---- RECORD SET

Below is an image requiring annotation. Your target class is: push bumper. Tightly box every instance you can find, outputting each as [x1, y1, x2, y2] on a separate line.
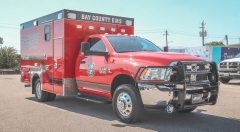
[138, 83, 218, 110]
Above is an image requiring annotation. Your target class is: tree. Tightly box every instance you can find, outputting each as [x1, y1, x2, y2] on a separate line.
[0, 47, 18, 69]
[0, 37, 3, 44]
[205, 41, 225, 46]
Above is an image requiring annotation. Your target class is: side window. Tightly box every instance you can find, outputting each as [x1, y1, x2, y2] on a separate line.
[88, 38, 106, 52]
[44, 25, 51, 41]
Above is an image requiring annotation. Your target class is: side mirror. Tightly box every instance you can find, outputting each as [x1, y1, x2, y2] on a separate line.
[81, 42, 90, 55]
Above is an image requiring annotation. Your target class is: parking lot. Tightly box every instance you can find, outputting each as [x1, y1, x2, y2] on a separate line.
[0, 75, 240, 132]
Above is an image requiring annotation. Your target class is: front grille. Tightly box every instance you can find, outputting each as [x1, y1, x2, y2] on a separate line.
[184, 62, 211, 84]
[219, 71, 238, 73]
[220, 62, 239, 69]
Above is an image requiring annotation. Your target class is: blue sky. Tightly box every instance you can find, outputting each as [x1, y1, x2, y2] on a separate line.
[0, 0, 240, 50]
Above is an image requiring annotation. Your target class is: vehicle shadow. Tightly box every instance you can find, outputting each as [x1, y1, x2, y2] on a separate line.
[26, 97, 240, 132]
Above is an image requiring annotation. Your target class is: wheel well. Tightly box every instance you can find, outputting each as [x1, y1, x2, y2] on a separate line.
[111, 74, 135, 96]
[32, 75, 39, 94]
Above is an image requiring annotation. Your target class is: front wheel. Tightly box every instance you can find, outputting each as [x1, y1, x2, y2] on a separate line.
[220, 78, 230, 84]
[178, 107, 197, 113]
[113, 84, 143, 123]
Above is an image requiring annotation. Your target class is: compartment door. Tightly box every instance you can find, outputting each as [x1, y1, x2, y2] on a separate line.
[53, 37, 64, 95]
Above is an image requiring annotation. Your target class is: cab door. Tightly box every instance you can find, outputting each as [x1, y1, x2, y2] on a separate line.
[77, 37, 109, 91]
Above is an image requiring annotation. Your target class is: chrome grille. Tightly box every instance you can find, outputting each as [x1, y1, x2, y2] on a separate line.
[184, 62, 211, 84]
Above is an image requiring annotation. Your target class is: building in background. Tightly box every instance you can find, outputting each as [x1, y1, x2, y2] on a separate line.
[169, 45, 240, 64]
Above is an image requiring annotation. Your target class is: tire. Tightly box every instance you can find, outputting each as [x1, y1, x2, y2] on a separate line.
[34, 79, 48, 102]
[219, 78, 230, 84]
[47, 93, 56, 101]
[178, 107, 197, 113]
[113, 84, 144, 123]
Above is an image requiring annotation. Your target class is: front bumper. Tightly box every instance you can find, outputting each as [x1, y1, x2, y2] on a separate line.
[138, 83, 218, 110]
[218, 71, 240, 79]
[137, 62, 219, 111]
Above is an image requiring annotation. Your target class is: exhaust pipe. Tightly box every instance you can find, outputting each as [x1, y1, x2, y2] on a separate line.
[166, 104, 175, 114]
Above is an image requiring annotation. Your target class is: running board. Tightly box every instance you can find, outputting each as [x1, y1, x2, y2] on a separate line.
[76, 95, 112, 104]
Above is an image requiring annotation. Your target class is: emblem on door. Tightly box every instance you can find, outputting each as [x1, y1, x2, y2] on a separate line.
[87, 64, 95, 77]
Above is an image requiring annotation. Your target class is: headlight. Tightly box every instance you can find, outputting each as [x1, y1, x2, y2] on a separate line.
[140, 67, 172, 81]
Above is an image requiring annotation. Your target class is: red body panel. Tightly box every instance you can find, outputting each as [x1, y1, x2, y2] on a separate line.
[21, 9, 202, 99]
[20, 10, 134, 97]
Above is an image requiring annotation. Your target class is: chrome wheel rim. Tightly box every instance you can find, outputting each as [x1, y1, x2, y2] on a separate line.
[36, 82, 42, 98]
[117, 92, 132, 117]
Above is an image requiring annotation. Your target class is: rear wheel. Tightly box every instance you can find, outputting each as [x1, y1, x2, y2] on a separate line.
[220, 78, 230, 84]
[34, 79, 48, 102]
[113, 84, 143, 123]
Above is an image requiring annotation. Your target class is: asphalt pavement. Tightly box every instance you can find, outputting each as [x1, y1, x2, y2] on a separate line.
[0, 75, 240, 132]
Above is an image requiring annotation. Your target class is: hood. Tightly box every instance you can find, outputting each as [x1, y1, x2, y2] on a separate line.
[222, 58, 240, 62]
[119, 52, 204, 66]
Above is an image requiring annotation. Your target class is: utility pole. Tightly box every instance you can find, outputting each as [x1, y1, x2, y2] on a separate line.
[163, 30, 169, 52]
[199, 21, 207, 46]
[0, 37, 3, 47]
[225, 35, 228, 47]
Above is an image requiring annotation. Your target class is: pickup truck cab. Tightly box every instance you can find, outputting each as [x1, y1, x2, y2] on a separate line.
[75, 34, 218, 122]
[219, 53, 240, 83]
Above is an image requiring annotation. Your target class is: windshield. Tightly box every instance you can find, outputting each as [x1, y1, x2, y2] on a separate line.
[107, 36, 161, 53]
[235, 53, 240, 58]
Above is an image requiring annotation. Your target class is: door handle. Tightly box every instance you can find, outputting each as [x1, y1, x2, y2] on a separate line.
[80, 61, 86, 64]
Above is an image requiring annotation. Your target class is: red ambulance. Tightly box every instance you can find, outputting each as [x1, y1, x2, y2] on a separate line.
[21, 9, 219, 123]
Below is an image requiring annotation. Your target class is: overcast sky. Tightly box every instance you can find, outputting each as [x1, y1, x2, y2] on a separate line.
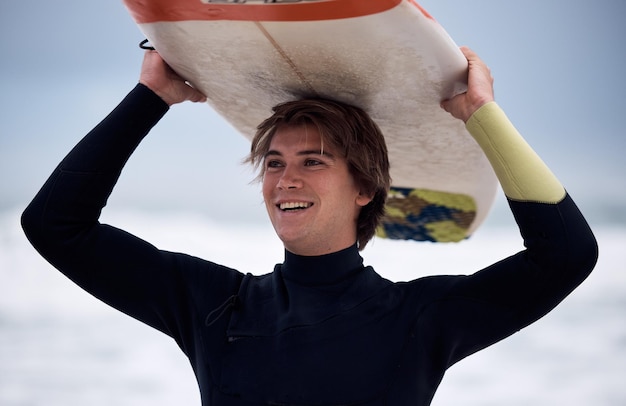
[0, 0, 626, 227]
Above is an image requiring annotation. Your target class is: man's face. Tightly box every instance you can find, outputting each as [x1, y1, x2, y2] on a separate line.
[263, 125, 371, 255]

--------

== EXERCISE BRIEF ==
Write out every line of the data from the line with "class is: running" up to and including the line with "[87, 64, 95, 77]". Keep the wording the same, but multiply each box coordinate in the answers by 1.2 and round it to a whole number, with halves going up.

== RESULT OF THIS TASK ==
Above is an image requiring annotation. Your target class is: running board. Tightly box every instance you can find, outputting each as [x1, y1, x2, y2] on a separate line.
[91, 114, 134, 125]
Above is an image requiring annotation. Your target class is: emblem on door. Tightly box every instance you can find, outputting each as [x1, y1, x2, y2] on a separate line.
[104, 77, 114, 92]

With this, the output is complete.